### Task prompt
Change "shirt sleeve" to "jacket sleeve" in the stretch from the line containing "Tag each instance of the man's lips" through the line containing "x=307, y=162", and give those lines back with nothing else altered.

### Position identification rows
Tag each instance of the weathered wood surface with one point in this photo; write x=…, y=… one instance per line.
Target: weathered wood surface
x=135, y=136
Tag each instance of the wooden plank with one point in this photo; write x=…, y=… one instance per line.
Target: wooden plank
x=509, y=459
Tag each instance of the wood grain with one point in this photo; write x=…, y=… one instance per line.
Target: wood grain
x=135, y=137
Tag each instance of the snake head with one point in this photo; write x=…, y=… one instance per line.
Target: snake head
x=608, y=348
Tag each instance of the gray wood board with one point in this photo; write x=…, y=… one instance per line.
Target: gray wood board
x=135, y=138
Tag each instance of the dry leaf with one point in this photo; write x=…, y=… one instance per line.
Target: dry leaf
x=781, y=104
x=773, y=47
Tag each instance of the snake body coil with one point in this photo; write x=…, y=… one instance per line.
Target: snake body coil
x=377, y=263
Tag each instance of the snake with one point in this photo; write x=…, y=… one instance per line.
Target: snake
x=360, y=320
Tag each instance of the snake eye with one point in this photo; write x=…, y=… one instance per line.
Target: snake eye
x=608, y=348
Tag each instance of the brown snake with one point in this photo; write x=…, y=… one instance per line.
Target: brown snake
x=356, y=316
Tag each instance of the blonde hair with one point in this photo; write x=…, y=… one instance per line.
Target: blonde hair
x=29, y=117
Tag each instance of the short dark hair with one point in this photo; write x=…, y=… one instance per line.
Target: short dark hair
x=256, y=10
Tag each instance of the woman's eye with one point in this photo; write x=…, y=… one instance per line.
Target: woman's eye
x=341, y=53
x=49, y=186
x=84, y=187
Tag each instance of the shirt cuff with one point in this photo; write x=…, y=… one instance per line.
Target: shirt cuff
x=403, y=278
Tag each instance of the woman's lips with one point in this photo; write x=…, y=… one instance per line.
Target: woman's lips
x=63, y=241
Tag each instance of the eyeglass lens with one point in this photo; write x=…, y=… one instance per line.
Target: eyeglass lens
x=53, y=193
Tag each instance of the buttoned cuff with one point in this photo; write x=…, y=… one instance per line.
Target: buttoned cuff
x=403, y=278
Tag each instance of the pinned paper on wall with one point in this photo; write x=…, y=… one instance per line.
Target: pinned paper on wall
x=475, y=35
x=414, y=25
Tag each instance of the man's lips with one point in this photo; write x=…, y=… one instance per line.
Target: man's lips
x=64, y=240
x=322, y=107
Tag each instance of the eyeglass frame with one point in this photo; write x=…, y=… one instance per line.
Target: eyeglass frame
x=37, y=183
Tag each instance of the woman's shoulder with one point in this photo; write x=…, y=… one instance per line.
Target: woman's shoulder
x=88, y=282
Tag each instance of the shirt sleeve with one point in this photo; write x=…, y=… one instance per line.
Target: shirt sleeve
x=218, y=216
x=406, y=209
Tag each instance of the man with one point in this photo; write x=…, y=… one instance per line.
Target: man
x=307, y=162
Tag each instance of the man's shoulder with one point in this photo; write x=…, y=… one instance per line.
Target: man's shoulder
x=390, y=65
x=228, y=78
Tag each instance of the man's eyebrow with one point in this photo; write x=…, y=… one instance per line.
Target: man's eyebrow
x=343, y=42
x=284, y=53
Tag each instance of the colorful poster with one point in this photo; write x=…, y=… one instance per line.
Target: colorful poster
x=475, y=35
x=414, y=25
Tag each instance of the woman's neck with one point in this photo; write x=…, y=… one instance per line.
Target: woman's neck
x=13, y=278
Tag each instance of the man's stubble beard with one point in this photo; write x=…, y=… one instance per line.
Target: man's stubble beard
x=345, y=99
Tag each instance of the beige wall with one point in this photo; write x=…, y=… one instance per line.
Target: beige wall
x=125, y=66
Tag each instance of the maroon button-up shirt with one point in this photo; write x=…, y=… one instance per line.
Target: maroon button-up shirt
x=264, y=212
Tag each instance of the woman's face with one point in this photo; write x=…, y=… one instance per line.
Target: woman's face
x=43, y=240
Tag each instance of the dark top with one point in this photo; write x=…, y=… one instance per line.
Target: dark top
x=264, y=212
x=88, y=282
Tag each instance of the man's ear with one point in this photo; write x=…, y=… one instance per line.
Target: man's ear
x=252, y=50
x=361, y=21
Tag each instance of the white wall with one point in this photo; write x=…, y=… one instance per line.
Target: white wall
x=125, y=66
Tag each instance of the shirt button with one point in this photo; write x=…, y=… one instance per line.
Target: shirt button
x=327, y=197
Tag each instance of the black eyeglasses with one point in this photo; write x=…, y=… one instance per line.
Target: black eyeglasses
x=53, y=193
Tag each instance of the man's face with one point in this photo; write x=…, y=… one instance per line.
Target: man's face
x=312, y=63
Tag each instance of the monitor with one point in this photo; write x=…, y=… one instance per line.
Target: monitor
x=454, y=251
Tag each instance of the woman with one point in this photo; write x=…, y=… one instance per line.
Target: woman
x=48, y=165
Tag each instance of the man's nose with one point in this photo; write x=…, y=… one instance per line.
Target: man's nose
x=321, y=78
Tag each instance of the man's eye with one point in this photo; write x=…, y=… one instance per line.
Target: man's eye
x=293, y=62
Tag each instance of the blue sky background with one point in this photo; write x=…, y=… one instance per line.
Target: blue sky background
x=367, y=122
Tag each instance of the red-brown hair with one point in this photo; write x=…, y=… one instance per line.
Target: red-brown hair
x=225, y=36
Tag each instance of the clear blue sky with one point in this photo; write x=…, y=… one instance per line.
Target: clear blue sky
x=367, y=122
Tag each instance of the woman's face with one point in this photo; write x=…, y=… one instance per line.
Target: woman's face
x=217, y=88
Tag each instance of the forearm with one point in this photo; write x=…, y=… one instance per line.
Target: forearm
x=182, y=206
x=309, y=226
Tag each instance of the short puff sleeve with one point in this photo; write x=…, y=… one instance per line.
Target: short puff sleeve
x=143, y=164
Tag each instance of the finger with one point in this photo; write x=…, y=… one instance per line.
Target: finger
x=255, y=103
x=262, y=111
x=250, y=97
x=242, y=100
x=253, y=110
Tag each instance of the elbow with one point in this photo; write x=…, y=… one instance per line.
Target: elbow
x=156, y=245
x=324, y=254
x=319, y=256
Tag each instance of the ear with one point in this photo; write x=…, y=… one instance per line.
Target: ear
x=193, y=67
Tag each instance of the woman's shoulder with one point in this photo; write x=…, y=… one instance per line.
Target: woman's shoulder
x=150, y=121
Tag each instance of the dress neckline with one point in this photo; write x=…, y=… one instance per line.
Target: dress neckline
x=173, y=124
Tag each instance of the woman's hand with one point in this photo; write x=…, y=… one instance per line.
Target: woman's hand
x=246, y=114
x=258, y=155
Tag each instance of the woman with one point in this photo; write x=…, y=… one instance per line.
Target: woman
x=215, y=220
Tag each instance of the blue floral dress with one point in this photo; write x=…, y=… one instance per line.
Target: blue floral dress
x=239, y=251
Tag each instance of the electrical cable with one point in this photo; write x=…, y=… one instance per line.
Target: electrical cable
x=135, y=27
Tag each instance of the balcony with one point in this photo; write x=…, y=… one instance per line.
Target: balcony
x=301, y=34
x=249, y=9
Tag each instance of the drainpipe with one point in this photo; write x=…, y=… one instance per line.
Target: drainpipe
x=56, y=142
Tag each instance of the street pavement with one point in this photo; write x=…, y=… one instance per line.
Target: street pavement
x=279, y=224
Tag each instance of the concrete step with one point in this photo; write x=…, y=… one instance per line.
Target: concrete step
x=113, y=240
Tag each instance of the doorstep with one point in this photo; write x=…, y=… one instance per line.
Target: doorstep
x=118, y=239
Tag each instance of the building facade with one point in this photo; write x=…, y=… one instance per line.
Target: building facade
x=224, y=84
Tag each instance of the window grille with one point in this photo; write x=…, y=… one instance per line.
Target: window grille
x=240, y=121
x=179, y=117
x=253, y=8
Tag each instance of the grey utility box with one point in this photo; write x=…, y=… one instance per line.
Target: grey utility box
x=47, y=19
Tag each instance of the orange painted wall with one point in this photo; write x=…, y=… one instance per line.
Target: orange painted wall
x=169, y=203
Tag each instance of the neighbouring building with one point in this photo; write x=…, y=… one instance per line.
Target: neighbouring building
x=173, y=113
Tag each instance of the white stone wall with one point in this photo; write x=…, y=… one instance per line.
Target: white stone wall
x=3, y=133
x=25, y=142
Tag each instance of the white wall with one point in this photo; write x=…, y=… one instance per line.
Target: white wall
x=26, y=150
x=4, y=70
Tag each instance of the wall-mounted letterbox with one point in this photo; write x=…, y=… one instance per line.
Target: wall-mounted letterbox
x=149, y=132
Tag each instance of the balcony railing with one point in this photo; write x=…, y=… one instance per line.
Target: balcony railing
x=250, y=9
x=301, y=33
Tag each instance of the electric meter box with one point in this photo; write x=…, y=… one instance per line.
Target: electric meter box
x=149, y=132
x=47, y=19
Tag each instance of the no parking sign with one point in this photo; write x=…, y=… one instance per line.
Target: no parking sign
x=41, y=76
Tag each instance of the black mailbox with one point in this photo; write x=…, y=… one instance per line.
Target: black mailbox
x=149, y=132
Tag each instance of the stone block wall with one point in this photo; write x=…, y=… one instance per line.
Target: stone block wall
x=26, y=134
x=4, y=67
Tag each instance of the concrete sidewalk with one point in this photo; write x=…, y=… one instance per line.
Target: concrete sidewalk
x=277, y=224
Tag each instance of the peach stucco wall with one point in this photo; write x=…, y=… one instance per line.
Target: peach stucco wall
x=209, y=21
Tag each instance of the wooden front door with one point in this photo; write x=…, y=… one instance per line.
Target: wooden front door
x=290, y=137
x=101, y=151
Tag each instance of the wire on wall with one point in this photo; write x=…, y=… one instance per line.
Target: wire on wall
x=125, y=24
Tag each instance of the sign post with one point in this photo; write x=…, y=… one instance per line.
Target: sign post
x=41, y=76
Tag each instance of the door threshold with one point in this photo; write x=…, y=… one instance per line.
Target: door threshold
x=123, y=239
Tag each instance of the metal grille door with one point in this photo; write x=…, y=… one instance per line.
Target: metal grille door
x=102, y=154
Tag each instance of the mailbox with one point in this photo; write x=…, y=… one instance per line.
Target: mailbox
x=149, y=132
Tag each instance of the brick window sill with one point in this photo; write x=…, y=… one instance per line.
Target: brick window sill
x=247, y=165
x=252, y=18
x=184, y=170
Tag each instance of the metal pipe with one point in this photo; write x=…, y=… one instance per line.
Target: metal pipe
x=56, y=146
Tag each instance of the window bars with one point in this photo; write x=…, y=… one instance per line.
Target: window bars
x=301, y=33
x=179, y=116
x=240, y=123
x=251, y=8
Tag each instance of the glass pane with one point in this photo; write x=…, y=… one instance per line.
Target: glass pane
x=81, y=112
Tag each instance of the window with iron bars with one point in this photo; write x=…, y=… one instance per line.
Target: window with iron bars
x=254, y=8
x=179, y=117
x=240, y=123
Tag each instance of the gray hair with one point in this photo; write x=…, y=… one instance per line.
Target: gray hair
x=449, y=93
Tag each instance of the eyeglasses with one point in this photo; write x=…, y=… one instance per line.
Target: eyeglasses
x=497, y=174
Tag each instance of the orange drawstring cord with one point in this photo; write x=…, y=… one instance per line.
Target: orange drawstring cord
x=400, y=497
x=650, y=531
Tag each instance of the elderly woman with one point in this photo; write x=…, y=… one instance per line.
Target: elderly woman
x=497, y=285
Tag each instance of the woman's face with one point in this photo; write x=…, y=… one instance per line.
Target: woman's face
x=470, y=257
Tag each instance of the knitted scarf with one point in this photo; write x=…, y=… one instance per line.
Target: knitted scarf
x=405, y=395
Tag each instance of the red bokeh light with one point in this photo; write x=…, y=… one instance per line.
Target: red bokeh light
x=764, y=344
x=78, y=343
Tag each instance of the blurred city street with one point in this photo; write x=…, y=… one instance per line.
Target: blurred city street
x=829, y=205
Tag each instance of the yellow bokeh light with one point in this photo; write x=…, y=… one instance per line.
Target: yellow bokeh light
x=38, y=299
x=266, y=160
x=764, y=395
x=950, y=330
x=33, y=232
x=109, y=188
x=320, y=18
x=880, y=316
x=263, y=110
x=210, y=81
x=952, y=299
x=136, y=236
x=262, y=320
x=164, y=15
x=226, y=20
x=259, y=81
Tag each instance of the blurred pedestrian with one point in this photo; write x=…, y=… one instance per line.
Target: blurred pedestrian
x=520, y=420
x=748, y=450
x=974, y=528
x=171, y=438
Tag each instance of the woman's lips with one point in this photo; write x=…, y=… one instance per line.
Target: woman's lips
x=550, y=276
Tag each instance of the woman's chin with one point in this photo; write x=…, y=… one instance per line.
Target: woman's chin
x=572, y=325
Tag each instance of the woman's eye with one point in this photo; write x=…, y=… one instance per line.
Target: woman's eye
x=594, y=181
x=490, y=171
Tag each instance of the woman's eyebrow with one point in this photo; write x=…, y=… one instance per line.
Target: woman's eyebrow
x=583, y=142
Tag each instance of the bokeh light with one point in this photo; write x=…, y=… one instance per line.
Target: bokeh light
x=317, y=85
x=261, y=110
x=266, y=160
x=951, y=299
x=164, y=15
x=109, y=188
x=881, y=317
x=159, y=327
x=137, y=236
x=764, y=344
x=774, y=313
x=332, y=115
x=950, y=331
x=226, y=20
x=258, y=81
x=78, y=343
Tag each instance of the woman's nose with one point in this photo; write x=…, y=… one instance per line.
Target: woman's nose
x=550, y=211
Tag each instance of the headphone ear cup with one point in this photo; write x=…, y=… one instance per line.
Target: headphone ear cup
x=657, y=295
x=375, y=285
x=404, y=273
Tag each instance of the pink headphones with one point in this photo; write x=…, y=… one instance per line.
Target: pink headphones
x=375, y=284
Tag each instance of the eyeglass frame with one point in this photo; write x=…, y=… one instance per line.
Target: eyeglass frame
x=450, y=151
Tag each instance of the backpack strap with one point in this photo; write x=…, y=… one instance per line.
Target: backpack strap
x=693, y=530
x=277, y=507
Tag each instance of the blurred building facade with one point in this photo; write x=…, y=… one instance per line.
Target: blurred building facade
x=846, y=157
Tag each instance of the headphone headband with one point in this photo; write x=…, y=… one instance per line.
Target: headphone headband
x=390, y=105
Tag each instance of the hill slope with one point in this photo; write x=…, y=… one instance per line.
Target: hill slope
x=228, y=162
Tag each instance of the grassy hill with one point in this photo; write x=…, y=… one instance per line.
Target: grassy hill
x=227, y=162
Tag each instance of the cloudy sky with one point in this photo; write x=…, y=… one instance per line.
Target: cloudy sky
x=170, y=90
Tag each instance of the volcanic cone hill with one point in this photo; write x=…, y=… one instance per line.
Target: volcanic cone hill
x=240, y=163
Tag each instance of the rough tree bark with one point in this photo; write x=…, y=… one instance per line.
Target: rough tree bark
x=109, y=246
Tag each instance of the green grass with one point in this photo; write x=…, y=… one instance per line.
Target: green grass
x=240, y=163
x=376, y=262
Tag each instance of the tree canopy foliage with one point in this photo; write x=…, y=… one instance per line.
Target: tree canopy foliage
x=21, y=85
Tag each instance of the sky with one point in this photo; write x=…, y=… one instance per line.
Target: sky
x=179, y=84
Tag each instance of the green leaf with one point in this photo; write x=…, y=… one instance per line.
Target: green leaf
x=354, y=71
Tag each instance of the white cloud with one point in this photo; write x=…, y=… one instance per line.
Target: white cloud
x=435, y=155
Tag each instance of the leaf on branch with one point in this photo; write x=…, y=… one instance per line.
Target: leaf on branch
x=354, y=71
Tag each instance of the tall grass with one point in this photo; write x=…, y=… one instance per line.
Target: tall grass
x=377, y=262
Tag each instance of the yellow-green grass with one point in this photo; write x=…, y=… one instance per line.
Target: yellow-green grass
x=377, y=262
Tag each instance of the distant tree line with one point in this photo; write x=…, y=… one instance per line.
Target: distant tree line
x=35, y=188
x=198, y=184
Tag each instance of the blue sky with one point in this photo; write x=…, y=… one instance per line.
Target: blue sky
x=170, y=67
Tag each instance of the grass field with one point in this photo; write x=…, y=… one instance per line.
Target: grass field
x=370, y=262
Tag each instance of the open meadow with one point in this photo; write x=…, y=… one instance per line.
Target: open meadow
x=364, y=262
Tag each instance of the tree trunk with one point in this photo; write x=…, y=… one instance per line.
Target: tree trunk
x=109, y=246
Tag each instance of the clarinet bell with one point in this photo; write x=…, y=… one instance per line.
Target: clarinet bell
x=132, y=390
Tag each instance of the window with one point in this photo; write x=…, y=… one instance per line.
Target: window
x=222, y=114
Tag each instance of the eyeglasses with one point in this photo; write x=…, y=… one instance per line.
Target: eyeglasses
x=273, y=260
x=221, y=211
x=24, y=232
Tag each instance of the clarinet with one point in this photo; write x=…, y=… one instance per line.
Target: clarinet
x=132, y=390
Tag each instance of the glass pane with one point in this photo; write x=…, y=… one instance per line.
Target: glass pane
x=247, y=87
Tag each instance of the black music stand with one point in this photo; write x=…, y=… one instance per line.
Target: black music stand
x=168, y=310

### The response
Tag each instance of the man's lips with one point in this photo; write x=…, y=… one instance per line.
Target: man's lips
x=64, y=240
x=322, y=107
Tag each instance of the eyeglass frame with one point in this photo; write x=…, y=… one instance per line.
Target: eyeglass frame
x=37, y=183
Tag each instance of the woman's shoulder with one point in this photo; write x=…, y=… one instance per line.
Target: woman's shoulder
x=88, y=282
Tag each instance of the jacket sleeve with one point in this photo; write x=…, y=… one instance per line.
Target: jacket sleeve
x=218, y=216
x=406, y=209
Tag each instance of the man with one point in this photo; write x=…, y=… one instance per line.
Target: man
x=307, y=162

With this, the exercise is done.